Records supplied:
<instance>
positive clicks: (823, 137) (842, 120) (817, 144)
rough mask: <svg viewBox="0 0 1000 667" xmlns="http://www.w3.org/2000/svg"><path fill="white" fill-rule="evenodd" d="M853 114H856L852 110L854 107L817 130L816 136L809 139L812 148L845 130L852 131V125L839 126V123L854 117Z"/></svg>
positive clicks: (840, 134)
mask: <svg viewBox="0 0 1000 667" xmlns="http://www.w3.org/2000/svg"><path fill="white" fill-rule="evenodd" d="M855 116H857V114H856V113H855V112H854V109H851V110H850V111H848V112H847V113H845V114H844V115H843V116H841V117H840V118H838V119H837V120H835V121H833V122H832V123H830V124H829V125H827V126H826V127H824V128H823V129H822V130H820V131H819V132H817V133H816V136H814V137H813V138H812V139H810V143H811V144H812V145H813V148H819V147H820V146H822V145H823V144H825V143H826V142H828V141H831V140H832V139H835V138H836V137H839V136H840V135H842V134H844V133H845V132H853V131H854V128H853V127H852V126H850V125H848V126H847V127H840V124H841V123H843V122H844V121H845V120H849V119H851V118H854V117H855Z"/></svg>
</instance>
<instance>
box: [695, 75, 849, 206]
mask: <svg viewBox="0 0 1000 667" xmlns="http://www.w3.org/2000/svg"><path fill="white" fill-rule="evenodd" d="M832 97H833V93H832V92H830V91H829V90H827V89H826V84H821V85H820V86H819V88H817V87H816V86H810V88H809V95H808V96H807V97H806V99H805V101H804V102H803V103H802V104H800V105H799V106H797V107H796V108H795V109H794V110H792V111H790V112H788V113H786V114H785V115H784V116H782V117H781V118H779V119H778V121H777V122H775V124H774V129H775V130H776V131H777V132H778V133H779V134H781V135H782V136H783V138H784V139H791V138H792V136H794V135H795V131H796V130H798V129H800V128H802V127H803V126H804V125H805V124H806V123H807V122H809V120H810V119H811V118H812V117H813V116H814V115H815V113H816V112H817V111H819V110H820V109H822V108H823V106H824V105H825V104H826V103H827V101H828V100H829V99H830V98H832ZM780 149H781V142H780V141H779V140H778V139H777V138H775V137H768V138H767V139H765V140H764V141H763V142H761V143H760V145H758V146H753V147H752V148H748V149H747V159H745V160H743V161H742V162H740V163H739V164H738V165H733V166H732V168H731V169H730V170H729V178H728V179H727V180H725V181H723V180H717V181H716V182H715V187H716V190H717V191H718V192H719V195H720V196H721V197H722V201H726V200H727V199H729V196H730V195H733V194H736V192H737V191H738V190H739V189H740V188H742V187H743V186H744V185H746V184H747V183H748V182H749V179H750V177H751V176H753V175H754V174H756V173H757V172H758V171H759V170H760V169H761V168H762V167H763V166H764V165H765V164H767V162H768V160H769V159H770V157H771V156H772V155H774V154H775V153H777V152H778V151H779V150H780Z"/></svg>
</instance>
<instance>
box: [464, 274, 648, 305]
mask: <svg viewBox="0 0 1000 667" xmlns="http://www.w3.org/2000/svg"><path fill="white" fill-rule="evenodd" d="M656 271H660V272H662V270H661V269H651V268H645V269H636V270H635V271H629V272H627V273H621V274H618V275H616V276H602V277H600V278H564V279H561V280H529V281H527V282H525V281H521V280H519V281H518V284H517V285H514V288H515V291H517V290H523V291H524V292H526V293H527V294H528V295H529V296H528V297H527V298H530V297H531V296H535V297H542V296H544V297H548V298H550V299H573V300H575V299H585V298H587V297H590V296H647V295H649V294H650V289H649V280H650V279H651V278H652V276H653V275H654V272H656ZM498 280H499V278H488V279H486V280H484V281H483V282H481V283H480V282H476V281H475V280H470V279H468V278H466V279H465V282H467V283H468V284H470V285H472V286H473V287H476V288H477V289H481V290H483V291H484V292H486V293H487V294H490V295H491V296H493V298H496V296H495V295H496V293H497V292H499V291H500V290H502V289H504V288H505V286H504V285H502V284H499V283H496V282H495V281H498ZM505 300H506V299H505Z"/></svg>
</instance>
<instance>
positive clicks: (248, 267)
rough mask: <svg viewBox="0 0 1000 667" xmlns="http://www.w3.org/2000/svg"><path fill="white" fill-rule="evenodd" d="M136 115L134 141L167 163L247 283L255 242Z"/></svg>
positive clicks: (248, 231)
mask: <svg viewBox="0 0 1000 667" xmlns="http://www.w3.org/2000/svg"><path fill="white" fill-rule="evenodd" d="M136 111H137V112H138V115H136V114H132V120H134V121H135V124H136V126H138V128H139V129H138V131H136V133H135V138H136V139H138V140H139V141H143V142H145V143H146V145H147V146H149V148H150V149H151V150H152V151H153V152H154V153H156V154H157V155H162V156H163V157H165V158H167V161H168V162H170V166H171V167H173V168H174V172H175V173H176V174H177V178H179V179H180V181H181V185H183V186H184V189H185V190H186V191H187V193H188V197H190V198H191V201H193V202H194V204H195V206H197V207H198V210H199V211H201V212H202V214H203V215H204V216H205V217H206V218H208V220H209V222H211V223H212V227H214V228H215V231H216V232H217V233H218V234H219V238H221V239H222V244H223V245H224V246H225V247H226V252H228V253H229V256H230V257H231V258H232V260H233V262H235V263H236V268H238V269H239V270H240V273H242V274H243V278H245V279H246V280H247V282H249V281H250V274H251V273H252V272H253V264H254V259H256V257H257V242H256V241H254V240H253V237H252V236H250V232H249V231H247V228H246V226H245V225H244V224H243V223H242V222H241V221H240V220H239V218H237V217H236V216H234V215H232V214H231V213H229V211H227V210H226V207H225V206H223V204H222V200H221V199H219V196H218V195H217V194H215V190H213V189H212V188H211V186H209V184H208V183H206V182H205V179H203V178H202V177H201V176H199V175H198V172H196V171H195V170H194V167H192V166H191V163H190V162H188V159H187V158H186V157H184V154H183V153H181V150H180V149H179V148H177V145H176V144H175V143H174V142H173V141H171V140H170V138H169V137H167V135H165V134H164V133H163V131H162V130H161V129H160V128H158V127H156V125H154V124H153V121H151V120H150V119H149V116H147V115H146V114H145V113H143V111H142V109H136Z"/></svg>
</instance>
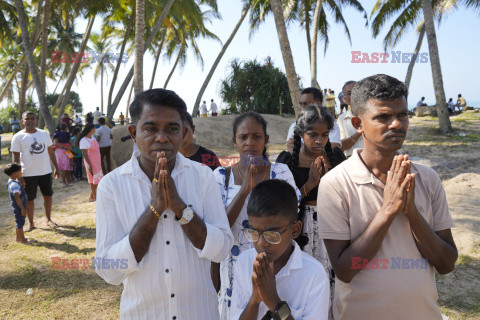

Problem to solve:
From the records above, copy out every line that contains the string "rough", matching case exactly.

Result for this exercise:
rough mask: <svg viewBox="0 0 1000 667" xmlns="http://www.w3.org/2000/svg"><path fill="white" fill-rule="evenodd" d="M853 114H856L852 110L854 107L817 130L816 136L809 139L812 148L845 130L852 131V125L839 126V123L854 117Z"/></svg>
rough mask: <svg viewBox="0 0 1000 667" xmlns="http://www.w3.org/2000/svg"><path fill="white" fill-rule="evenodd" d="M136 115L134 141L167 163L247 283L255 242Z"/></svg>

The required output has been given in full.